- _Reading passage_
START

I
knew Alex's third birthday would be one of those moments. Leading up to the
day, I tried to steel myself against the inevitable gasp at time. I'm no fool.
I've noticed how her shoes pinch at the toes, how she can suddenly reach
countertops and each fridge shelf, how her sweet baby softness has leaned out,
how she dive-bombs off the couch and shrieks with mischief. She's morphed into
a full-blown kid. Her aging was inevitable, looked forward to even. Each new
discovery and personality trait makes Alex that much better.
But
this was a turn. A hard shift from our previous life, and into new modality.
The
older she gets, the less sure I am about everything. It's easy to be an expert
on a creature that waddles and coos. But a being with growing emotions and
words to grapple therein? An entirely different kettle of fish. However, the more I
doubt my own choices, the more faith I have in her. The more I see her
strength, her resilience. Every day is met with the biggest smile. She is
overjoyed that the sun is up and we are together. And in those moments, with her
halo hair and squinty grin, I too believe that the world is full of discovery
and wonder.

END

- _Exercise task 1_
According to the birthday essay, how does Alex meet every day?
- _Exercise task 2_
Copy word for word the part of the birthday essay that begins at the words "I've noticed how" and stops after the words "that much better.".
The material after the birthday essay is separate from it.

- _Information provided_

START

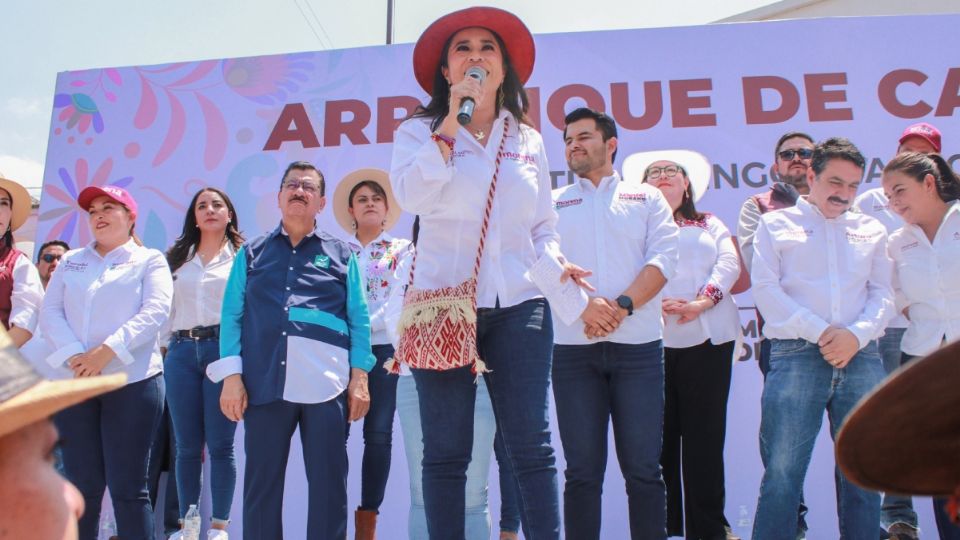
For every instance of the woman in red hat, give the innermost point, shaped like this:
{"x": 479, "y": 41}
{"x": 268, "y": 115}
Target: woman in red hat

END

- _Task result 1_
With the biggest smile.

- _Task result 2_
I've noticed how her shoes pinch at the toes, how she can suddenly reach
countertops and each fridge shelf, how her sweet baby softness has leaned out,
how she dive-bombs off the couch and shrieks with mischief. She's morphed into
a full-blown kid. Her aging was inevitable, looked forward to even. Each new
discovery and personality trait makes Alex that much better.